→ **What you should do**
How many lines in the material below include the word "body"? Give only the number.

[Start of Attachment]

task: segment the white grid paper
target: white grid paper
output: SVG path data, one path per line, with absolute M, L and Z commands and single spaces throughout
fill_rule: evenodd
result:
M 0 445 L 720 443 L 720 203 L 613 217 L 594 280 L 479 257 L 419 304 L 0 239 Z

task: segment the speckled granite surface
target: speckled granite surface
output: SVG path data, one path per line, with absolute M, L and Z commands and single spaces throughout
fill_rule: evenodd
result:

[End of Attachment]
[Start of Attachment]

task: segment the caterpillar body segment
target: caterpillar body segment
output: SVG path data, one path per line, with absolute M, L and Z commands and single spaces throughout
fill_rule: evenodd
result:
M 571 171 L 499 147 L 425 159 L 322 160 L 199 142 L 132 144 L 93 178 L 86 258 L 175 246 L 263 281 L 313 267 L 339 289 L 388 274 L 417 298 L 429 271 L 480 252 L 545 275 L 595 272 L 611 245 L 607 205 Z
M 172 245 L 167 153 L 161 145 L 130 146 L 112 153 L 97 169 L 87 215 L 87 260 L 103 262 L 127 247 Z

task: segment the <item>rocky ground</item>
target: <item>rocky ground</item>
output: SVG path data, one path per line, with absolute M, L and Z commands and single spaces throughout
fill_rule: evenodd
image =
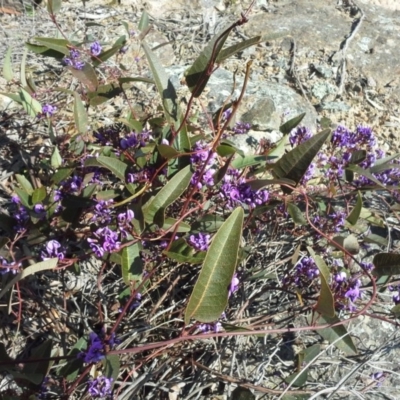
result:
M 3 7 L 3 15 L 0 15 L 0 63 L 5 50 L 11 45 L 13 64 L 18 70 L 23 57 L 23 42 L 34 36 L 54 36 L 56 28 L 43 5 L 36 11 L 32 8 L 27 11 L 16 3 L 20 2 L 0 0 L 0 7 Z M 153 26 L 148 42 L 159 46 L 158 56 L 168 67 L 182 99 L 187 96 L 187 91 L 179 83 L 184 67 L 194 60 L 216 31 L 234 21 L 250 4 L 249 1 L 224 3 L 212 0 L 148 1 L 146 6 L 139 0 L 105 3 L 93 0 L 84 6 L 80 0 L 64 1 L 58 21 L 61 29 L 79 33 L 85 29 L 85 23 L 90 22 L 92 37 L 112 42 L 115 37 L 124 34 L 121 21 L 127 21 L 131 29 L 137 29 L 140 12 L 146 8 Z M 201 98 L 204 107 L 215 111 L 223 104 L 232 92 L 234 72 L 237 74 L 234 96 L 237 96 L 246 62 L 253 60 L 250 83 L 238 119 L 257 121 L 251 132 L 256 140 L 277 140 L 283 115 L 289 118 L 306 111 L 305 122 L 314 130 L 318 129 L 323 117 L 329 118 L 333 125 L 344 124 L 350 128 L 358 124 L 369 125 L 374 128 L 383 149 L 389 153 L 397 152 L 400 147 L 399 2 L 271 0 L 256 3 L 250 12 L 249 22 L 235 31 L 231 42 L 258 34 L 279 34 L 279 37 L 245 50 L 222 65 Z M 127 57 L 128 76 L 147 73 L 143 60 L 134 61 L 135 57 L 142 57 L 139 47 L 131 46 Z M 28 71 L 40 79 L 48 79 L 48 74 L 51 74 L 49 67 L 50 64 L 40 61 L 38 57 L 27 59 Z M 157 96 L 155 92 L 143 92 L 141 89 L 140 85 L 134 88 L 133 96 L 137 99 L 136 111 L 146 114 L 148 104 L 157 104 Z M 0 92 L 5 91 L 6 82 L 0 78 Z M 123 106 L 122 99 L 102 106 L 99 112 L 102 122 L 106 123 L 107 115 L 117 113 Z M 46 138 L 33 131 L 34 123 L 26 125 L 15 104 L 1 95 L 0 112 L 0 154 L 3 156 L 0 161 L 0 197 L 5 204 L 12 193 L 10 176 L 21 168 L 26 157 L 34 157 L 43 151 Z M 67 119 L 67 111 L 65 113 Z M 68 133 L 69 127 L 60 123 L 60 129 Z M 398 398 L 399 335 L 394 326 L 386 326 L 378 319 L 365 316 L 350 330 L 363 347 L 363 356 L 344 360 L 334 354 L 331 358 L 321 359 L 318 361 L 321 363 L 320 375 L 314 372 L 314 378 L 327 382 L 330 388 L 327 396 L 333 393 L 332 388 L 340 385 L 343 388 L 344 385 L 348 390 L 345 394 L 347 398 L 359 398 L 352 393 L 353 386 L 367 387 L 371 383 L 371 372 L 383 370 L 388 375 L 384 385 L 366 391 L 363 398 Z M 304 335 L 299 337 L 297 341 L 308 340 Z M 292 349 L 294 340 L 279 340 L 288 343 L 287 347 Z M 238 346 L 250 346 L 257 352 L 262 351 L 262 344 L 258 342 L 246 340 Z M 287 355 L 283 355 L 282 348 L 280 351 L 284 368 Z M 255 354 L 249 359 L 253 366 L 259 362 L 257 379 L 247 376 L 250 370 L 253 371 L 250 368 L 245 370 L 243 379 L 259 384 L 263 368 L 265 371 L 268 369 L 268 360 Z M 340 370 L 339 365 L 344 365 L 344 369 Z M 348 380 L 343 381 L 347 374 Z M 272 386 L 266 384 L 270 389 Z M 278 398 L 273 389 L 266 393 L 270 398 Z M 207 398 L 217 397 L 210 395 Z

[End of Attachment]

→ **Exercise solution**
2